_WORK TO DO:_
Write the data out again in full, with no departure from the original.

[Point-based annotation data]
++++

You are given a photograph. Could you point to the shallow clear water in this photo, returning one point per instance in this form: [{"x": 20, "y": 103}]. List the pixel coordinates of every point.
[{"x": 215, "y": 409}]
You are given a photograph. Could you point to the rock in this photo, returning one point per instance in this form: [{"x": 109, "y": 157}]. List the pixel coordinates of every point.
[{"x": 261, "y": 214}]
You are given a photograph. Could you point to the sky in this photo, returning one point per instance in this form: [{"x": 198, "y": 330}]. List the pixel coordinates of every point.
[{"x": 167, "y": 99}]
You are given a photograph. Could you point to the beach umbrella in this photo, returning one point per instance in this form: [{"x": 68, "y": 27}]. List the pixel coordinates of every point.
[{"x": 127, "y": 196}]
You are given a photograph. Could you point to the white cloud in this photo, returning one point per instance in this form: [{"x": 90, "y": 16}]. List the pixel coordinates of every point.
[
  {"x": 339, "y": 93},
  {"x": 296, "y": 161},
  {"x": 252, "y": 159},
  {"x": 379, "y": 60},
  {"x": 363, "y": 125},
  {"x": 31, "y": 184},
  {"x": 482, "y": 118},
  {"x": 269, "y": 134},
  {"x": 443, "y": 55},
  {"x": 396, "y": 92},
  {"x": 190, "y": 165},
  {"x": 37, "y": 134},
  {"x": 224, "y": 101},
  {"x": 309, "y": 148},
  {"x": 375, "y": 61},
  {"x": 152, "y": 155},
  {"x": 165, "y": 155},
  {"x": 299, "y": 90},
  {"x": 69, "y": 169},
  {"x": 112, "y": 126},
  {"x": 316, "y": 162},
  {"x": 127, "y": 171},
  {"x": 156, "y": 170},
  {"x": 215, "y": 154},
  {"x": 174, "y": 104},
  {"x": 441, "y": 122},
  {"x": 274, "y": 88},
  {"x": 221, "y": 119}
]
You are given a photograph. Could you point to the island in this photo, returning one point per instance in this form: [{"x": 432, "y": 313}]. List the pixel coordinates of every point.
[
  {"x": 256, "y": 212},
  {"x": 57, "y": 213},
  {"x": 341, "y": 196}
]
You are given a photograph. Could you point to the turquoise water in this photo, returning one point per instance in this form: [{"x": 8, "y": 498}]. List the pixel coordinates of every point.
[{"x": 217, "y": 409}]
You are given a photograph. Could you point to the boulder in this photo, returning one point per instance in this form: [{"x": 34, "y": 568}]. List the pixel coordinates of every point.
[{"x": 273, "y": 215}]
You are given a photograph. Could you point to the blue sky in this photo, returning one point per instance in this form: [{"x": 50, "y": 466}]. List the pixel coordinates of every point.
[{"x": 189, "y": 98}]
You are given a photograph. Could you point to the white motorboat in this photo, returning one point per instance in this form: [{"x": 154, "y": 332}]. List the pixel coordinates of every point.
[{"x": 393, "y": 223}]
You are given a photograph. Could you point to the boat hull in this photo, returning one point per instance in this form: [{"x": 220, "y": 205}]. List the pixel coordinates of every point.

++++

_WORKED ANSWER:_
You are given a photograph. Could you point to the shallow clear water in this photo, returning one point per instance in this form: [{"x": 20, "y": 103}]. List the pixel coordinates of every point.
[{"x": 215, "y": 409}]
You are given a photograph. Could you point to the rock in this photo, returning one point per instance in this form: [{"x": 109, "y": 157}]. List the pixel coordinates of every point.
[{"x": 261, "y": 214}]
You are given a photograph. Could you point to the sky in this photo, returning one point per instance in this form: [{"x": 198, "y": 330}]. List the pixel coordinates of every point.
[{"x": 167, "y": 99}]
You are given a photograph. Could you point to the beach umbrella in this photo, returning one point per instance in this form: [{"x": 68, "y": 27}]. List the pixel coordinates of every point.
[{"x": 127, "y": 196}]
You are given a photograph. Could you point to the white cloud in this photo, returning one point per instance in this form: [{"x": 90, "y": 16}]. List the pixel coordinates of every point.
[
  {"x": 339, "y": 93},
  {"x": 296, "y": 161},
  {"x": 252, "y": 159},
  {"x": 379, "y": 60},
  {"x": 363, "y": 125},
  {"x": 31, "y": 184},
  {"x": 482, "y": 118},
  {"x": 269, "y": 134},
  {"x": 443, "y": 55},
  {"x": 396, "y": 92},
  {"x": 190, "y": 165},
  {"x": 37, "y": 134},
  {"x": 224, "y": 101},
  {"x": 309, "y": 148},
  {"x": 375, "y": 61},
  {"x": 152, "y": 155},
  {"x": 165, "y": 155},
  {"x": 299, "y": 90},
  {"x": 69, "y": 169},
  {"x": 112, "y": 126},
  {"x": 316, "y": 162},
  {"x": 127, "y": 171},
  {"x": 156, "y": 170},
  {"x": 215, "y": 154},
  {"x": 174, "y": 104},
  {"x": 441, "y": 122},
  {"x": 274, "y": 88},
  {"x": 221, "y": 119}
]
You are given a photograph. Could you point to the island in this photo, returning one point per instance in this form: [{"x": 432, "y": 313}]. List the pixel coordinates of every point.
[
  {"x": 256, "y": 212},
  {"x": 57, "y": 213},
  {"x": 341, "y": 196}
]
You are given a photograph. Could you point to the turquoise water in this photo, returning one point per instance in this form: [{"x": 8, "y": 498}]. List the pixel coordinates of every point.
[{"x": 217, "y": 409}]
You are given a photograph. Could you point to the boulder in this photo, returning one point per instance in this form: [{"x": 34, "y": 568}]. List the pixel coordinates of every point.
[{"x": 273, "y": 215}]
You are given a photograph. Could you point to the blue sky in this photo, returning one point per instance in this form: [{"x": 50, "y": 466}]. List the pixel coordinates of every point.
[{"x": 189, "y": 98}]
You are given a photograph. Could you point to the white motorboat in this photo, returning one point per instance in this form: [{"x": 154, "y": 332}]. List the pixel coordinates of every point.
[{"x": 393, "y": 223}]
You are given a photograph. Could you point to the boat hull in this photo, returning one point per instance in this form: [{"x": 220, "y": 205}]. List the pixel coordinates of every point.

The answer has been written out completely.